Report every line of the listing below in which the string "gosling" occurs.

··········

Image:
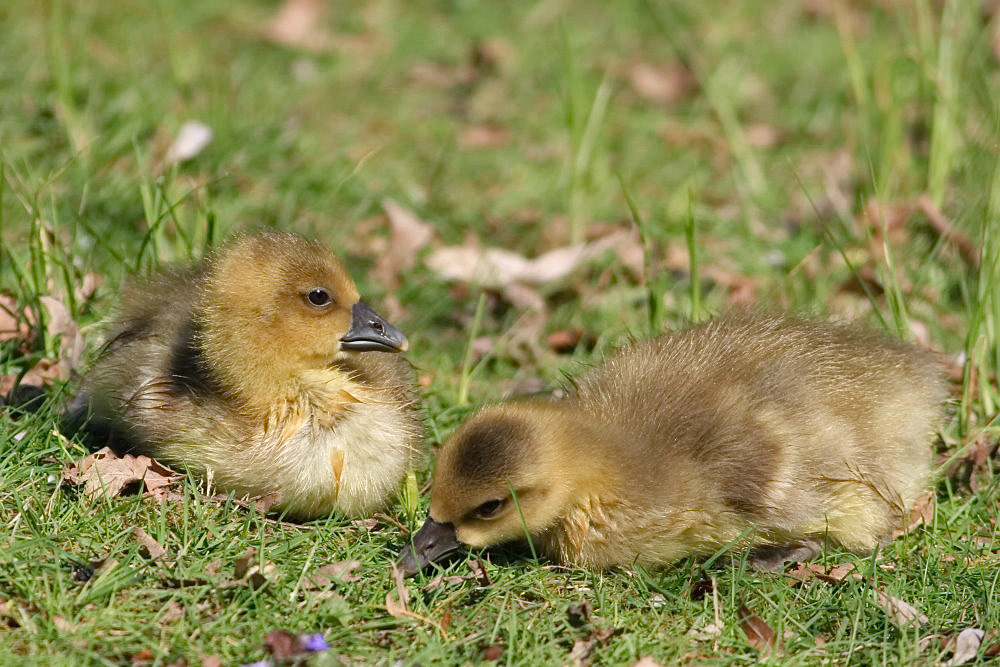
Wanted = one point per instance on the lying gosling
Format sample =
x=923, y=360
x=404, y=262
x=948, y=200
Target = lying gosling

··········

### TASK OUTPUT:
Wanted = one point per instance on the lying gosling
Target = lying gosling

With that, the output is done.